> **THE TASK**
Copy each line of the records below that contains the word "metal".

> **ENTRIES PROVIDED**
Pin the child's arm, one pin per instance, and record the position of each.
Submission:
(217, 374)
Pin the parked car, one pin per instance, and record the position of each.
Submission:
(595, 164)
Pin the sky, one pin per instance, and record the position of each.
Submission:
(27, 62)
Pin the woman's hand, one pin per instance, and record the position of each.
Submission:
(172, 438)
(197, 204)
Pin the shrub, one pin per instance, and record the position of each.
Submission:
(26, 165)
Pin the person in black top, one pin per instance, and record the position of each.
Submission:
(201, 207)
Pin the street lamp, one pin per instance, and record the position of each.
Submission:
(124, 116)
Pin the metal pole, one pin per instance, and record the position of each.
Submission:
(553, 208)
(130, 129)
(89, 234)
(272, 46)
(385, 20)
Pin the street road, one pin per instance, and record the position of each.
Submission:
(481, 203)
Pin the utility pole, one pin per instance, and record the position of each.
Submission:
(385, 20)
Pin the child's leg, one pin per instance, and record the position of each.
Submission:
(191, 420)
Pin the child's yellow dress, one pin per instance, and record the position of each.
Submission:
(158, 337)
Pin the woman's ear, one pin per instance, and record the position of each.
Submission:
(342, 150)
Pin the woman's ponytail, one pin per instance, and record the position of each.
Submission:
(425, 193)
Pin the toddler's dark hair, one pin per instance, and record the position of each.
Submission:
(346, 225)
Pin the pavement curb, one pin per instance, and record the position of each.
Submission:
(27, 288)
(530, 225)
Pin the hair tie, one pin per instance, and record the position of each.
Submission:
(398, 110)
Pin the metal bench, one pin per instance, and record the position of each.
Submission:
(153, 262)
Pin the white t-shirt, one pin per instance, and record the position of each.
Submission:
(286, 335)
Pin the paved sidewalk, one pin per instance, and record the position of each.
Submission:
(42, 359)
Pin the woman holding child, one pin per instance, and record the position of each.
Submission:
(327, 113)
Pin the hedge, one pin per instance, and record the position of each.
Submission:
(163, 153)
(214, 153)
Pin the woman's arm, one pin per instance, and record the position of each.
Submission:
--
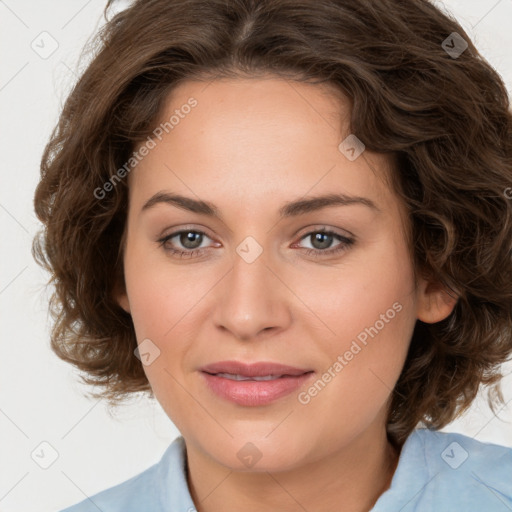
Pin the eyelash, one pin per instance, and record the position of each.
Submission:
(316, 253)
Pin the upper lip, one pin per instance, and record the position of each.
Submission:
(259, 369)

> **RESPONSE**
Pin the metal pole, one pin per instance, and record the position of each.
Pin the metal bench, one pin per instance, and record the position of each.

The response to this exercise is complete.